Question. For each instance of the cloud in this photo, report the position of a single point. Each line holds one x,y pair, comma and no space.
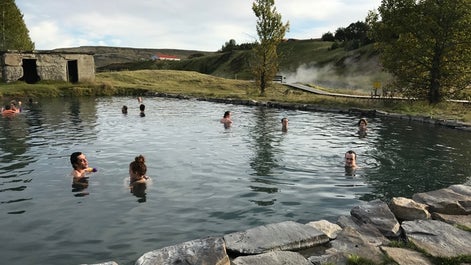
183,24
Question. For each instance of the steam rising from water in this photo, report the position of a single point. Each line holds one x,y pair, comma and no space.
349,74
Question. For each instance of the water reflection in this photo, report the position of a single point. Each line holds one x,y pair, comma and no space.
208,180
405,166
263,162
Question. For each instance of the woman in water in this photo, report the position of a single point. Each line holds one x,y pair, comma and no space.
137,174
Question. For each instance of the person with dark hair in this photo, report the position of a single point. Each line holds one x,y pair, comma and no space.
226,119
362,123
284,124
80,164
142,108
350,159
350,163
137,172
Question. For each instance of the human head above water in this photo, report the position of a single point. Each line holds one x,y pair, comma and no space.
350,159
138,166
77,158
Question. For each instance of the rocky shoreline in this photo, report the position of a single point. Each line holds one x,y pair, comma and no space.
430,228
311,107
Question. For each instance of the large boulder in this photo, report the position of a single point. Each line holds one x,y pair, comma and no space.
349,242
437,238
407,210
326,227
369,232
454,200
378,214
272,258
404,256
208,251
461,220
280,236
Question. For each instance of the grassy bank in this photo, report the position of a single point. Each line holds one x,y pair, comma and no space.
199,85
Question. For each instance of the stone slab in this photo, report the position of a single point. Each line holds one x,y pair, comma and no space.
404,256
272,258
437,238
206,251
287,235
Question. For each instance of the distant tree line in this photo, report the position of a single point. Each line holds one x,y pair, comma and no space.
14,34
231,45
350,38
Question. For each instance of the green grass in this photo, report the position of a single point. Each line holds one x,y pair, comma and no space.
207,86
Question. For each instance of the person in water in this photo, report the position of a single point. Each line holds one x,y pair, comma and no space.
137,173
350,163
142,108
12,108
226,119
80,167
284,124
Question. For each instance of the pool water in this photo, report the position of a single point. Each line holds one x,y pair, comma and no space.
206,180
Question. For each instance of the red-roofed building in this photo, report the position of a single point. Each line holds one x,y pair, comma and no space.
161,56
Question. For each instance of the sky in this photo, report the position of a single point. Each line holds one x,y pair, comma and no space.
204,25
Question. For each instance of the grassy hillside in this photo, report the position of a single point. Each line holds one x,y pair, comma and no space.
105,56
306,61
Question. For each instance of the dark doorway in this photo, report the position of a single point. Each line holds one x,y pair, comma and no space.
30,72
72,71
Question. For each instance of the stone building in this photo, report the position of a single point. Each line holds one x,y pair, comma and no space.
34,66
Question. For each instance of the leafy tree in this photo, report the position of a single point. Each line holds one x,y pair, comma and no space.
14,35
426,45
328,36
270,31
229,46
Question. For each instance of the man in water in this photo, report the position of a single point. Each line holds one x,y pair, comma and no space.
350,163
350,159
284,124
80,164
226,119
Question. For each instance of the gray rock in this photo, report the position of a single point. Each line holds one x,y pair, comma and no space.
350,241
369,232
407,210
378,214
437,238
462,220
454,200
208,251
104,263
273,258
326,227
332,258
280,236
404,256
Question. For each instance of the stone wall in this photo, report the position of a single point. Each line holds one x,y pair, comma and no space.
49,65
437,223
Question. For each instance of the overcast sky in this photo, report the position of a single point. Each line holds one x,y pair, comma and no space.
203,25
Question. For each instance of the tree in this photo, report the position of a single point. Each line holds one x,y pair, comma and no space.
270,31
229,46
14,34
426,46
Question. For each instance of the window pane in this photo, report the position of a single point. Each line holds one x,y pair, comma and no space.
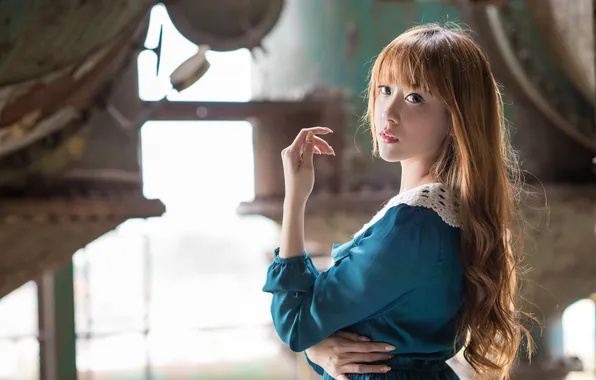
19,359
18,312
109,284
112,357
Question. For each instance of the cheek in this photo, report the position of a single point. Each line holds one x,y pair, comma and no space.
430,128
379,110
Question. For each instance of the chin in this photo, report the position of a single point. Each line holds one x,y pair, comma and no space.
391,155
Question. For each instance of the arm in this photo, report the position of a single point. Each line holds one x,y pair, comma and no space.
390,259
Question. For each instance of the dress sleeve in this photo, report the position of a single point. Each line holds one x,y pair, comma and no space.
392,257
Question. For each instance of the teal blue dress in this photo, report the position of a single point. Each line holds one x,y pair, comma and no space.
399,281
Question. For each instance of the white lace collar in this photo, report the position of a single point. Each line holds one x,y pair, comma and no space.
435,196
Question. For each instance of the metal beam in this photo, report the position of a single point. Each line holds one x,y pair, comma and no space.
57,334
233,110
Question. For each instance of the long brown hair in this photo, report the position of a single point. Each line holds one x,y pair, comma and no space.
479,165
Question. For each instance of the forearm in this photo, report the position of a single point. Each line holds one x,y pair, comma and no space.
292,230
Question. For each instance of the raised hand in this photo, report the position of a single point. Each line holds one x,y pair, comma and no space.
297,160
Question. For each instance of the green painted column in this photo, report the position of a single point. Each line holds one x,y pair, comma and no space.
57,325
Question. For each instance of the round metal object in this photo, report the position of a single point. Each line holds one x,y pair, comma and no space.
225,25
567,29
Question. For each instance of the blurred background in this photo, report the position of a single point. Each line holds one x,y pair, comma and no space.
108,119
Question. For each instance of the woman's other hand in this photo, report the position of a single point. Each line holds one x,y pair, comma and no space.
344,353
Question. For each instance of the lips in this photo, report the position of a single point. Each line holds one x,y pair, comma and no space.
388,138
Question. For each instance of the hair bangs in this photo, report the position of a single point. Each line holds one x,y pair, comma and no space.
406,64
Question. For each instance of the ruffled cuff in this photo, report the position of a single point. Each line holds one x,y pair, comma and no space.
318,369
294,274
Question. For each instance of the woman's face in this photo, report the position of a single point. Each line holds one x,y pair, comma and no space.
409,124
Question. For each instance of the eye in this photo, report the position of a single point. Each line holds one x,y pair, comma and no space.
385,90
415,98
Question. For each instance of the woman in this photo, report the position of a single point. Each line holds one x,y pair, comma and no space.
435,270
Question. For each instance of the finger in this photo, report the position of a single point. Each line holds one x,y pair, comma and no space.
352,337
301,137
307,156
363,368
364,357
324,146
367,347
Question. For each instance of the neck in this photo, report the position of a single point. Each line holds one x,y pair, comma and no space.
414,173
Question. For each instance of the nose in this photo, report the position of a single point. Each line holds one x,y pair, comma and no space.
392,115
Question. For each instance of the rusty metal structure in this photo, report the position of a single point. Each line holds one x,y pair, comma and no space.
70,166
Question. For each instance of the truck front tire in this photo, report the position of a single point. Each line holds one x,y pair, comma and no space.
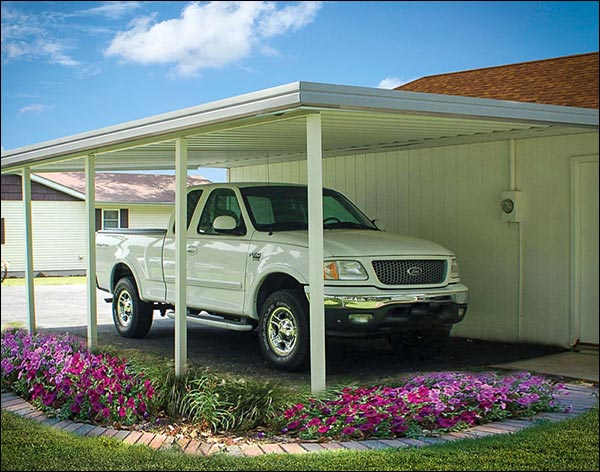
283,329
132,316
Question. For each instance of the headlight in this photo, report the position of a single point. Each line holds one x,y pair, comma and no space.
454,269
344,270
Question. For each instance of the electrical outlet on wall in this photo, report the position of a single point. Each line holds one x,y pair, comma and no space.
511,206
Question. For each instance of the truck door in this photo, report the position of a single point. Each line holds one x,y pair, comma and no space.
216,261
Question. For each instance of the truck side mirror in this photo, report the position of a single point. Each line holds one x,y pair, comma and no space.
224,224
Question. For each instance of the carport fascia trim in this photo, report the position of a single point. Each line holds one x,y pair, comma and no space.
268,104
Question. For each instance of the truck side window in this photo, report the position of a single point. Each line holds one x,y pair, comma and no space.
192,200
222,201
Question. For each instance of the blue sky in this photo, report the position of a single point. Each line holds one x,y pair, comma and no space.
71,67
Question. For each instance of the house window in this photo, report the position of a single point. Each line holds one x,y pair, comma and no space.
110,219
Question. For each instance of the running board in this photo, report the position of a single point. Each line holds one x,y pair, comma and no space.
215,322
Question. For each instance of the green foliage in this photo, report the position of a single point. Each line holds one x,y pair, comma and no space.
227,404
567,445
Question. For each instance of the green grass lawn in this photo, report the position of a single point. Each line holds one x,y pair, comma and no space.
567,445
17,282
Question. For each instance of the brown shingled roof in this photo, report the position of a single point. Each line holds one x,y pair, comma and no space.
125,188
569,81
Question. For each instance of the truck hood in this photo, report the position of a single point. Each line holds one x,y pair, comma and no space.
361,243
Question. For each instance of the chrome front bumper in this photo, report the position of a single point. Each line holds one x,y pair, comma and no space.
456,293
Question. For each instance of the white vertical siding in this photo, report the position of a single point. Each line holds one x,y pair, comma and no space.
451,195
544,177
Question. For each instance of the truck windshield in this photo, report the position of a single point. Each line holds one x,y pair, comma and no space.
282,208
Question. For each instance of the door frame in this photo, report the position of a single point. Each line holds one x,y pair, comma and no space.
575,322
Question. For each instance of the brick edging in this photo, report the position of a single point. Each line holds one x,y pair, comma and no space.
580,398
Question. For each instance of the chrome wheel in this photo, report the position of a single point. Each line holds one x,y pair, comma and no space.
125,309
282,332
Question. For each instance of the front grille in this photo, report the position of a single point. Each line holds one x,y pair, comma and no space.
410,272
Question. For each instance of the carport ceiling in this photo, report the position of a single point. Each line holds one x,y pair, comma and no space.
269,126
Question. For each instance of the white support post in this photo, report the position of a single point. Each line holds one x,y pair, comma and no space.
315,252
180,257
90,209
26,189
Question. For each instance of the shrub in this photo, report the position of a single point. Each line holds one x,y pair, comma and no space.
227,404
422,404
59,376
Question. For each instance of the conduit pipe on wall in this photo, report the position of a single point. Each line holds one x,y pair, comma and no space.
512,169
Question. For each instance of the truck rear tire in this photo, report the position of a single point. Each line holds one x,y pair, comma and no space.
422,345
283,330
132,316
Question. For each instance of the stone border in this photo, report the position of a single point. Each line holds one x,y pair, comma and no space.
579,397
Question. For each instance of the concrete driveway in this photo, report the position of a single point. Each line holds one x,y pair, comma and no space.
62,308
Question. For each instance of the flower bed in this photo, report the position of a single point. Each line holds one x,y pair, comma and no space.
59,376
424,404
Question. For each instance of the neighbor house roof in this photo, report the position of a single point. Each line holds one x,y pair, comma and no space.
122,187
568,81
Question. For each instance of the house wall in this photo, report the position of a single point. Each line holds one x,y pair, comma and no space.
451,195
59,233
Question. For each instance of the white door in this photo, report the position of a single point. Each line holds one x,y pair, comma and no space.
586,247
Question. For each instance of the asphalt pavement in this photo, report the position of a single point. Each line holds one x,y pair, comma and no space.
62,308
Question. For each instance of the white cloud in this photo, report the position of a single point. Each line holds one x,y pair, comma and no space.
210,35
113,10
291,17
33,108
393,82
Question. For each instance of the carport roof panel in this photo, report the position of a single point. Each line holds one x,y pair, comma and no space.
244,129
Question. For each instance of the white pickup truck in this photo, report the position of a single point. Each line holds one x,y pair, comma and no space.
247,268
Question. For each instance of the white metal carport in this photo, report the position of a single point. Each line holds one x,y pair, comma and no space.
297,121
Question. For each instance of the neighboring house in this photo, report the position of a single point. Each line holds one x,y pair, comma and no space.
59,219
533,273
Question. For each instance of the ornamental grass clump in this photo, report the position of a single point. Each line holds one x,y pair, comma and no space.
61,377
422,405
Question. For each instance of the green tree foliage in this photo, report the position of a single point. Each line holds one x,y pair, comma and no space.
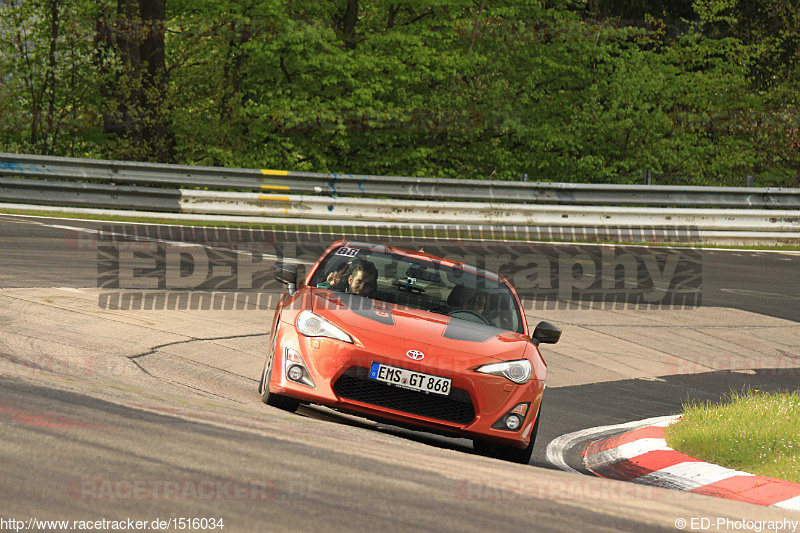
566,91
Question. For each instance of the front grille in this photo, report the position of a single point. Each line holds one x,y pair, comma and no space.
355,385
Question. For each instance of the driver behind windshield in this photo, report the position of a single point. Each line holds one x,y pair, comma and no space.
362,280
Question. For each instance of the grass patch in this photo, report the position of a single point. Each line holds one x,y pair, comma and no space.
419,232
756,432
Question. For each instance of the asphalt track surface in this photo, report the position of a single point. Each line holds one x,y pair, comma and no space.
68,439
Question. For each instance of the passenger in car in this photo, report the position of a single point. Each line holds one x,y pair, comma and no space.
462,297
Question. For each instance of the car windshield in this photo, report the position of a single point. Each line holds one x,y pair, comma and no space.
420,284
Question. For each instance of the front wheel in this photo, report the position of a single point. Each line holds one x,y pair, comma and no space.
270,398
508,453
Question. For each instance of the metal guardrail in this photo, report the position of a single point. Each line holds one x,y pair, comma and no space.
146,189
346,185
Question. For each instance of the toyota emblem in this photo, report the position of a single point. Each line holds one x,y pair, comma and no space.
416,355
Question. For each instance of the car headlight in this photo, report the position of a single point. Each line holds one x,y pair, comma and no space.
313,325
519,372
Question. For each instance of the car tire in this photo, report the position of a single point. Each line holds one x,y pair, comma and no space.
509,453
270,398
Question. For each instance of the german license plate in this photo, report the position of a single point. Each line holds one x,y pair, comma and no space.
408,379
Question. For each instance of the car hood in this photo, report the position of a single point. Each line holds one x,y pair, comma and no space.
381,324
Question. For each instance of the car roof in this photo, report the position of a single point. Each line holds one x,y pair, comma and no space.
424,256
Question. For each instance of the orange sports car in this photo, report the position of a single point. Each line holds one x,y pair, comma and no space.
411,339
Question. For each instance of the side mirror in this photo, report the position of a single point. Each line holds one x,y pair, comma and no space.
547,333
286,274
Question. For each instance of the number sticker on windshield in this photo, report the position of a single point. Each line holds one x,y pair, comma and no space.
347,252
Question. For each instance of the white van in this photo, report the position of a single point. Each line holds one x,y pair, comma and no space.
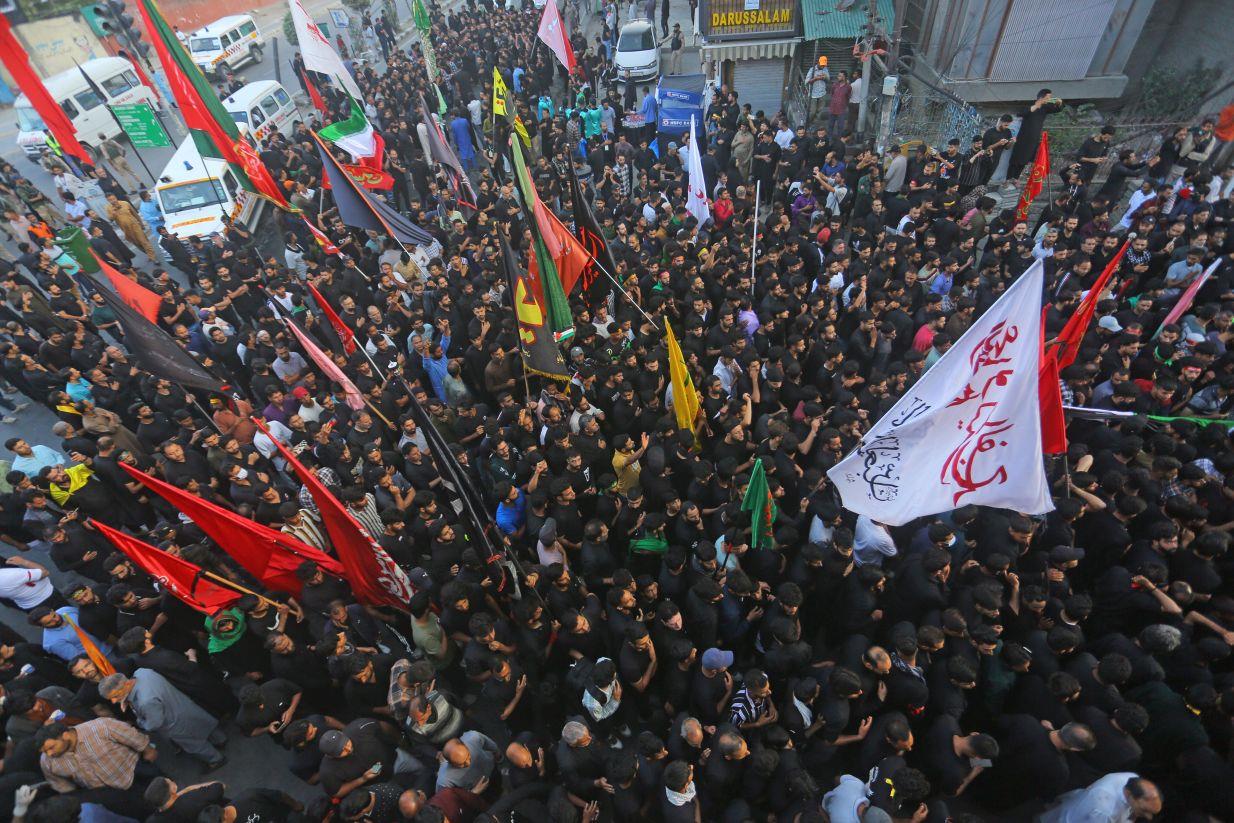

-- -- --

WHAT YOU HAVE TO DO
Gather every line of the items above that contains the word "person", and copy each one in full.

THE RESULT
Question. For each instance of the person with dark hair in this photo, report the position of a single point. Each line holds one x,y pair, comma and no space.
Question. For each instance of the person in water in this photo, report the position of a single point. Each line holds one x,y pair, comma and no space.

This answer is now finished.